TEXT EXTRACT:
┏━━
After getting a perfect score in the first round, I crashed and burned in round 2, and only managed to get 1 problem out of 4 correct. For what it's worth, my solution on the 2nd problem got over 80% of the test cases right. For the 3rd problem, I managed to finish a correct solution 10 minutes after the contest was over. As punishment for such a dismal performance, I'm forcing myself to write up the solutions to the problems of this round.

## Boomerang Decoration

This problem was the easiest as it was the only one that I got full credit for. Here's a link to the problem statement, Boomerang Decoration.

I employed a pretty common strategy. Basically, there are $N$ spots to paint. Let us index them $0,1,\ldots,N-1.$ Now, consider a pivot point $p.$ We will paint everything $i < p$ from the left using a prefix. We will paint everything $i \geq p$ from the right using a suffix. Let $L(p)$ be the number of prefix paintings we need if we pivot at point $p.$ Let $R(p)$ be the number of suffix paintings we need if we pivot at point $p.$ Then, we have that our solution is $$\min_{p \in \{0,1,\ldots,N\}} \max\left(L(p), R(p)\right),$$ so we just need to compute $L(p)$ and $R(p)$, which we can do with a recurrence relation and dynamic programming.
┗━━
GIVEN INSTRUCTION 1: According to the write-up on the round 2 contest problems, how many of the four problems were solved correctly?
GIVEN INSTRUCTION 2: In the write-up on the round 2 contest problems, take the passage that begins at the words "This problem was" and stops after "and dynamic programming.", and switch every "pivot" in it to "split".
GIVEN INSTRUCTION 3: Proceed with the write-up on the round 2 contest problems from the point where it stops.

EXTRACTED DATA:
┏━━
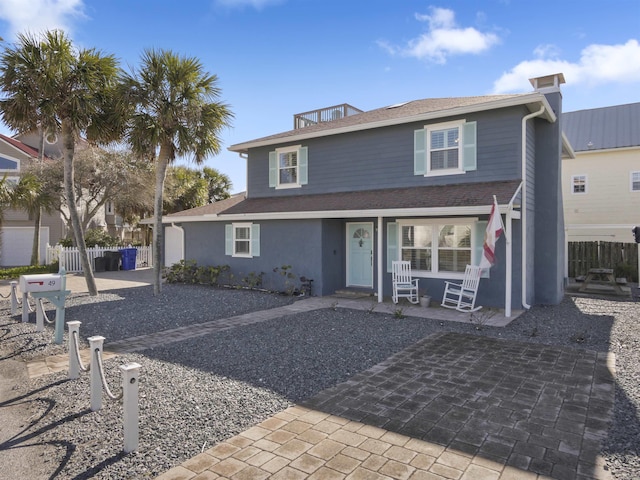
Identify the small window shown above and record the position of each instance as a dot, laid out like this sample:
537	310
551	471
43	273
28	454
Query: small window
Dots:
242	240
288	167
445	149
579	184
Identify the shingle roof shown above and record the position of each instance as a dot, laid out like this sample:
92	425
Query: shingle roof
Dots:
409	111
211	208
438	196
603	128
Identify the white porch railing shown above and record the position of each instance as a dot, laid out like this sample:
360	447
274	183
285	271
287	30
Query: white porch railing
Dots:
69	257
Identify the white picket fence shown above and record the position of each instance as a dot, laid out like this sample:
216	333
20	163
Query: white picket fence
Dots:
69	257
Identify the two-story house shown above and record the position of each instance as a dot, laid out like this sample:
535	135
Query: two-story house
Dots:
601	184
346	192
16	233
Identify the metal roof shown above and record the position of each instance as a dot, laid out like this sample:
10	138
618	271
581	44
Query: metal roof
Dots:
603	128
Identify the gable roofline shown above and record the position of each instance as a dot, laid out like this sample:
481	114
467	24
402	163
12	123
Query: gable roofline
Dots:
18	145
533	101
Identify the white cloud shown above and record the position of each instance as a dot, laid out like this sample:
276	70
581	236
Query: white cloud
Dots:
444	38
598	64
36	16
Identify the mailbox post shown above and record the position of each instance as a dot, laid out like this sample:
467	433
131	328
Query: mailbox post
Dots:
50	286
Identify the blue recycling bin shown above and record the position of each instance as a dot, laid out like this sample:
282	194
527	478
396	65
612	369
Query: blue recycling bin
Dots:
128	258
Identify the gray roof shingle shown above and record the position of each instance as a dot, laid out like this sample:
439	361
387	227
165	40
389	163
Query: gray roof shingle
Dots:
435	196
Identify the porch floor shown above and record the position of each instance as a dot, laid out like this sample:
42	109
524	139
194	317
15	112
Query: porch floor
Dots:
434	311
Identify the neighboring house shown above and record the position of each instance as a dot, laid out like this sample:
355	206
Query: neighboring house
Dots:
348	192
16	233
601	185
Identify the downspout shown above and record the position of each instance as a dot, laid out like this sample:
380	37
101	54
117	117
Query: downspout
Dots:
379	255
508	225
523	212
182	243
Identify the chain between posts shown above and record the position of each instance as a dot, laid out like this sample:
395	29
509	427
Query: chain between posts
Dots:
76	351
98	354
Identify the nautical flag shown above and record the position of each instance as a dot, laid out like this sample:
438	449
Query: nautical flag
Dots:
491	236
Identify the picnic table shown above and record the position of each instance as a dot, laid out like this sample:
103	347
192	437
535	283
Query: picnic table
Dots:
601	277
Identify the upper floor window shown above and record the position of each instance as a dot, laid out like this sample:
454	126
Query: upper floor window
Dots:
579	184
288	167
635	181
445	148
242	240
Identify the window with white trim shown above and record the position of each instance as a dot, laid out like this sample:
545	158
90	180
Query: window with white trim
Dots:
445	149
443	246
635	181
579	184
242	240
288	167
443	145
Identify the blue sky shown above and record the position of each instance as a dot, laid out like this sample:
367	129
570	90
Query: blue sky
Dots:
275	58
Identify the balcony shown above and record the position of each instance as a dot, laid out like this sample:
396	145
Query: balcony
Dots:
329	114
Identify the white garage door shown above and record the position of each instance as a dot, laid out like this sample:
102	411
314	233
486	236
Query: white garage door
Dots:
16	244
173	245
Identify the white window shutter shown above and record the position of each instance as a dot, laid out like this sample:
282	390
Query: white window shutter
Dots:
228	239
477	248
273	169
469	148
303	169
392	244
420	152
255	240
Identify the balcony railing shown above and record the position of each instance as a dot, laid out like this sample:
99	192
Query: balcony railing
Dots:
329	114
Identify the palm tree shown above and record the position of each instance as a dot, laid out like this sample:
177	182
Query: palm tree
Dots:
48	82
176	112
30	195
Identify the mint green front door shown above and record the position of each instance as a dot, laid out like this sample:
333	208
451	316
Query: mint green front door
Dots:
360	254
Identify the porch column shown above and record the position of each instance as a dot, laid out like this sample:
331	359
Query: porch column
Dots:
380	269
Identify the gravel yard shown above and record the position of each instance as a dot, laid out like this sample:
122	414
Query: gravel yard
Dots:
197	392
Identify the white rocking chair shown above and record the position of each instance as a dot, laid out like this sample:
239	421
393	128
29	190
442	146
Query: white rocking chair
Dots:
462	296
403	285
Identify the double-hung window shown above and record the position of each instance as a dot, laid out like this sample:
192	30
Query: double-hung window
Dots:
288	167
445	149
242	240
436	246
635	181
579	184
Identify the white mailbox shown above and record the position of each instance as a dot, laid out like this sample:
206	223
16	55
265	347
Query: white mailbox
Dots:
40	283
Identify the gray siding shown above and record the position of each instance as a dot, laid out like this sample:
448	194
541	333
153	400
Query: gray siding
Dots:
303	244
383	158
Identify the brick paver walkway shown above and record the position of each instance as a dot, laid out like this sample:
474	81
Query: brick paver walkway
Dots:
452	406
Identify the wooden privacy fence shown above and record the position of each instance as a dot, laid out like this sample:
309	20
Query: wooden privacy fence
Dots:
69	257
622	257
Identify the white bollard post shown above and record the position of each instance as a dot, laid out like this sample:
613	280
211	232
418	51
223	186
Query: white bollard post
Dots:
25	307
130	381
74	366
39	315
95	343
14	297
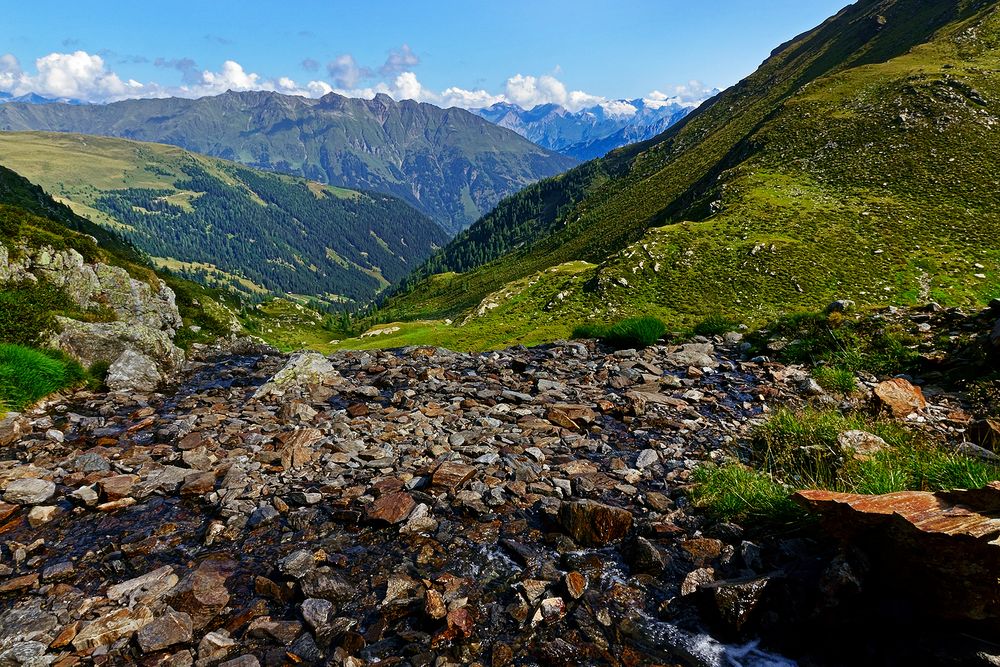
┗━━
WRITTEN ANSWER 1: One problem out of four.

WRITTEN ANSWER 2:
This problem was the easiest as it was the only one that I got full credit for. Here's a link to the problem statement, Boomerang Decoration.

I employed a pretty common strategy. Basically, there are $N$ spots to paint. Let us index them $0,1,\ldots,N-1.$ Now, consider a split point $p.$ We will paint everything $i < p$ from the left using a prefix. We will paint everything $i \geq p$ from the right using a suffix. Let $L(p)$ be the number of prefix paintings we need if we split at point $p.$ Let $R(p)$ be the number of suffix paintings we need if we split at point $p.$ Then, we have that our solution is $$\min_{p \in \{0,1,\ldots,N\}} \max\left(L(p), R(p)\right),$$ so we just need to compute $L(p)$ and $R(p)$, which we can do with a recurrence relation and dynamic programming.

WRITTEN ANSWER 3:
Let $x_0,x_1,\ldots,x_{N-1}$ be the initial left half of the boomerang. Let $y_0,y_1,\ldots,y_{N-1}$ be the right half of the boomerang that we're trying transform the left side into. Let $L^*(p)$ be the number of blocks we've seen so far, where a block is defined as a contiguous sequence of letters. Clearly, $L(0) = L^*(p) = 0$ since we're not painting anything in that case. Then, for $p = 1,2,\ldots,N$, \begin{equation} L^*(p) = \begin{cases} 1 &\text{if}~p=1 \\ L^*(p - 1) &\text{if}~x_{p-1} = x_{p-2} \\ L^*(p - 1) + 1 &\text{if}~x_{p-1} \neq x_{p-2}, \end{cases} ~\text{and}~ L(p) = \begin{cases} L(p-1) &\text{if}~x_{p-1} = y_{p-1} \\ L^*(p) &\text{if}~x_{p-1} \neq y_{p-1}. \end{cases} \end{equation} since if the letters match, there is no need to paint, and if they don't we only need to paint once for each block.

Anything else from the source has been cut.